The problem:
Show each line of the listing below that contains the word "every". Matches must agree in case.
* * * *
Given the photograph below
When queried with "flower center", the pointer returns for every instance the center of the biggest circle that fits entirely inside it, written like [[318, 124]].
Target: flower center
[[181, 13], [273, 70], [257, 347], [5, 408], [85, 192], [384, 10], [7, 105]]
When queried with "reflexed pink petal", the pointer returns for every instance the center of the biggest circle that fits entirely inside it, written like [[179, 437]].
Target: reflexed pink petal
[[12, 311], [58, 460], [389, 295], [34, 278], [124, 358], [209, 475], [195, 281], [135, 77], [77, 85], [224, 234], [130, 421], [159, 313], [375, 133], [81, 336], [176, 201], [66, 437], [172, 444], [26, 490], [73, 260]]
* * * *
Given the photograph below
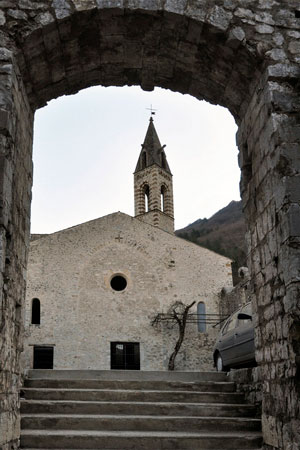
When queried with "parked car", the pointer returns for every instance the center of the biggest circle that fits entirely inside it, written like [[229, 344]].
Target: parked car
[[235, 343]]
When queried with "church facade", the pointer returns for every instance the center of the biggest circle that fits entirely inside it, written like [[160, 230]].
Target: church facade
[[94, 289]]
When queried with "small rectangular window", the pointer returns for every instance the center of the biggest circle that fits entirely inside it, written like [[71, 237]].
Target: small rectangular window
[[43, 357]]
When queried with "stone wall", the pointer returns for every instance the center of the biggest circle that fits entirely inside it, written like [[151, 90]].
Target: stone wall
* * * *
Final answer:
When queried with "flower center", the pointer returns for every instance the center of the biggest circle that fits entirely inside it, written like [[318, 124]].
When queried with "reflexed pink petal", the pointer returns for every instance the center of the biggest circle that fits entirely inside it, written like [[179, 437]].
When queried with "parked car", the pointer returns for every instance the center of the biggest circle that fits entirely inside it, written like [[229, 344]].
When queried with "church facade", the pointer returns for every instance the center of the biggest circle that fits entirely inside it, written like [[160, 230]].
When queried with "small rectangular window", the pointer returns for every instance the center of the biggest circle that fits entirely inside it, written like [[71, 237]].
When queried with "stone wall", the pointer returns for every instance the center of the biggest circle that fits entirely inside it, written like [[151, 90]].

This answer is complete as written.